[INPUT MATERIAL start]

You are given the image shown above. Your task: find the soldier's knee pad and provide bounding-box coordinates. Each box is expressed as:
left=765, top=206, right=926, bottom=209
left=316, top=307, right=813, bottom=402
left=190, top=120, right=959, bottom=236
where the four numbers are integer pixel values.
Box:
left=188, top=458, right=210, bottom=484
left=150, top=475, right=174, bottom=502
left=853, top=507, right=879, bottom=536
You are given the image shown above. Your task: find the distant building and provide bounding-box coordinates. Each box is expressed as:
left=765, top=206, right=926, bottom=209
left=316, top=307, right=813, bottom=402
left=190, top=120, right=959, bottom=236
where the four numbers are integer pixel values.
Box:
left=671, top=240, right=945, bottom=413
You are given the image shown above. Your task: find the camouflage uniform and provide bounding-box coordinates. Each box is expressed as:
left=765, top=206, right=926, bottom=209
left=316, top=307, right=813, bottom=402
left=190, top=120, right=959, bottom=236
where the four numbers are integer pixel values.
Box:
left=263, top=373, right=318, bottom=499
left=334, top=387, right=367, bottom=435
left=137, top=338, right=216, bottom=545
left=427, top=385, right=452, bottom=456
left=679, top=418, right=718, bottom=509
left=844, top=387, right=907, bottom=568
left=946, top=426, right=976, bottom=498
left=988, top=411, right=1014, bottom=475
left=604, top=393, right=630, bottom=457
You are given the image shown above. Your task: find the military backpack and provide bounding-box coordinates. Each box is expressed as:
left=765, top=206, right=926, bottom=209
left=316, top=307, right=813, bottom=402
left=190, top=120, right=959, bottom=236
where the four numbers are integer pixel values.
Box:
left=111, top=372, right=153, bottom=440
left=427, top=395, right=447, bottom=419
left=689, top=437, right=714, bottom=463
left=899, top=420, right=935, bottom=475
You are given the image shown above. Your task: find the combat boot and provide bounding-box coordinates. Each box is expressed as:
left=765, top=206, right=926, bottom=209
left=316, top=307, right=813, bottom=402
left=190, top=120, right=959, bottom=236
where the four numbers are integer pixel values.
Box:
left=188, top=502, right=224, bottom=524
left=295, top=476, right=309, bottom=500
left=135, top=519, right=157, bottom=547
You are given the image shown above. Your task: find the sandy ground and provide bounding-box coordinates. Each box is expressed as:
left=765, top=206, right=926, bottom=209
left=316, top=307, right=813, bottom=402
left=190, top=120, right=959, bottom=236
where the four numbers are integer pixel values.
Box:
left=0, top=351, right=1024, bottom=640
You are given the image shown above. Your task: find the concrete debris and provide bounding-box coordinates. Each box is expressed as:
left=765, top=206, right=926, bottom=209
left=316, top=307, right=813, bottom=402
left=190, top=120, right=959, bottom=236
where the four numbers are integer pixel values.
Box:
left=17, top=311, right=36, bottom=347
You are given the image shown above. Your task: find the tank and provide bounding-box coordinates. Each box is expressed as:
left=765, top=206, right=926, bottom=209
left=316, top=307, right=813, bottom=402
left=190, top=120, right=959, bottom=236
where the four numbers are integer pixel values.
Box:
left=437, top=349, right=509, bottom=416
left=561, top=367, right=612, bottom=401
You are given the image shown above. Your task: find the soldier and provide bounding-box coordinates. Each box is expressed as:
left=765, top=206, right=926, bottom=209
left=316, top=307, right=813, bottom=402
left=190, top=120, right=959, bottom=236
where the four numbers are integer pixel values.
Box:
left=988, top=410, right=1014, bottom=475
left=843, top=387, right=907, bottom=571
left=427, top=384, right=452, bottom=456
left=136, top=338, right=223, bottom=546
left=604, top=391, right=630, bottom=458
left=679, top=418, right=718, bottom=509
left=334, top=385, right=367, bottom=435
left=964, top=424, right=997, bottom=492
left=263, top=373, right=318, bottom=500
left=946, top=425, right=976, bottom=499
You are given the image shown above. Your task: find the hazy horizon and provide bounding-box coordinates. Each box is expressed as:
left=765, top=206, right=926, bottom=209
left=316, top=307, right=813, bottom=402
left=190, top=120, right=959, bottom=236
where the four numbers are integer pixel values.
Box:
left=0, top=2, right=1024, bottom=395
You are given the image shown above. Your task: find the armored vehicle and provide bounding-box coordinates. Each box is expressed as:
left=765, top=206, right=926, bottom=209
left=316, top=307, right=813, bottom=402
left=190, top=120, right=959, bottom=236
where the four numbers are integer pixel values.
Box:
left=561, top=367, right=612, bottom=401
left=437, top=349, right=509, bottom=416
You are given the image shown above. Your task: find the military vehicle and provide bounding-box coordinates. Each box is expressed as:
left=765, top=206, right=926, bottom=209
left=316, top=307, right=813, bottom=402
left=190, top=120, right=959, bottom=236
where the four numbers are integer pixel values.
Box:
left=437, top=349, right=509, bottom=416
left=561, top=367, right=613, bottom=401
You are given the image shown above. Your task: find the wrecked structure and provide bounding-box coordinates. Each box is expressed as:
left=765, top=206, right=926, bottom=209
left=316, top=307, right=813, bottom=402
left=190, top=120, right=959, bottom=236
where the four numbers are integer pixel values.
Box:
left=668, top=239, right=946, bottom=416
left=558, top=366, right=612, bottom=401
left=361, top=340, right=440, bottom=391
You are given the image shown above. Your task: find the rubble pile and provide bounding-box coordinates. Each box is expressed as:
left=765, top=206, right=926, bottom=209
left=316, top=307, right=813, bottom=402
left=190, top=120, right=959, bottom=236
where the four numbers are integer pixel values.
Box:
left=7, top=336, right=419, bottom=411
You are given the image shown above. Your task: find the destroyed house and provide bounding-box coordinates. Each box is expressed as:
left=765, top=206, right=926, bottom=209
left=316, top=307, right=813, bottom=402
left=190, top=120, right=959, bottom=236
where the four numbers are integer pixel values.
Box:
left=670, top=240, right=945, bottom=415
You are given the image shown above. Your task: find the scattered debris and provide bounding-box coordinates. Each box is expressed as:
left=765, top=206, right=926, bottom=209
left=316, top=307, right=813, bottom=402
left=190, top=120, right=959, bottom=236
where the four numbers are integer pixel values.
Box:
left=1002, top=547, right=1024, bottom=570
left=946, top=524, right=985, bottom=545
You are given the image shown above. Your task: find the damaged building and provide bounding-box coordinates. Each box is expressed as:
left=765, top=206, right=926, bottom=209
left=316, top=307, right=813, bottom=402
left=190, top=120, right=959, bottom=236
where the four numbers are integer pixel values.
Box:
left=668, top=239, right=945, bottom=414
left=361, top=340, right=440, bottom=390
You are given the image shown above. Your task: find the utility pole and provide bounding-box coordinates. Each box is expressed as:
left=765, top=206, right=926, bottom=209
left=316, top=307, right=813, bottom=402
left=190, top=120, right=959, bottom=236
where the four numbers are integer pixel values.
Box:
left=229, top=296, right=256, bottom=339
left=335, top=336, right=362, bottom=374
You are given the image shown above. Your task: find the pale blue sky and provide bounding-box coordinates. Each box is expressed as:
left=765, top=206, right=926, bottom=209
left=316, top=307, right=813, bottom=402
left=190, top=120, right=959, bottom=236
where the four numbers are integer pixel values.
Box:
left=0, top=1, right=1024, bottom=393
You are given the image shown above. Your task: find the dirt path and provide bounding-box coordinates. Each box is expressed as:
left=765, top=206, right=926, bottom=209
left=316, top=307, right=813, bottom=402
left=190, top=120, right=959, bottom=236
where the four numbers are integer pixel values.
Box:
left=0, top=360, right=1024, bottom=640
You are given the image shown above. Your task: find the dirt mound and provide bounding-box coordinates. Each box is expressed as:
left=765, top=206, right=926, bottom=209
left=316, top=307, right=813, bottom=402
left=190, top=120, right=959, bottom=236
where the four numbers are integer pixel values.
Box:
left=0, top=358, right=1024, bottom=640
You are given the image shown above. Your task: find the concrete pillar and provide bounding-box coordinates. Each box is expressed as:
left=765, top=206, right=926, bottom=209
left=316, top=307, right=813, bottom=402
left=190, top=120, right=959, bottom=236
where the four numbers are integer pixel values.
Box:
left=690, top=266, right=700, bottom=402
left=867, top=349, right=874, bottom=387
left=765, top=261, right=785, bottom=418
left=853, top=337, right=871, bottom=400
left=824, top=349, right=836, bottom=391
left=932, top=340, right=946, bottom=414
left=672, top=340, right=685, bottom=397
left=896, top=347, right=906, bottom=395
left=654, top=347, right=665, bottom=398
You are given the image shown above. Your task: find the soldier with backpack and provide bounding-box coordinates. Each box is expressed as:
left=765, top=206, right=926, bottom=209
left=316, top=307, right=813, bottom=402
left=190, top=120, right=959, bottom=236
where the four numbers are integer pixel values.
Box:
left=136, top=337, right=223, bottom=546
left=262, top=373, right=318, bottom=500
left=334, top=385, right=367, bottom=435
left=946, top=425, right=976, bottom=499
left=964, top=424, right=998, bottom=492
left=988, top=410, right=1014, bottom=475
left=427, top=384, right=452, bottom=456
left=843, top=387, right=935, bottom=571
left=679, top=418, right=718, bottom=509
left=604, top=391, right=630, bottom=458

[INPUT MATERIAL end]

SET TASK.
Reproduce the lines from the one containing "find the sandy" through the one containing "left=17, top=311, right=36, bottom=347", inclusive, and switch "concrete debris" to "broken masonry", leaving everything else unchanged.

WRITTEN RESPONSE.
You are given the image shown above. Your task: find the sandy ground and provide bounding-box coordinates. Each box is expressed as:
left=765, top=206, right=926, bottom=209
left=316, top=307, right=813, bottom=402
left=190, top=120, right=959, bottom=236
where the four numbers are integer pixel values.
Box:
left=0, top=351, right=1024, bottom=640
You are given the image shown above. Your task: find the broken masonry and provide bounding-box coordinates. Each box is expressed as:
left=765, top=206, right=926, bottom=209
left=316, top=307, right=813, bottom=402
left=190, top=120, right=959, bottom=236
where the four numbers are integer pixel values.
Box:
left=17, top=311, right=36, bottom=347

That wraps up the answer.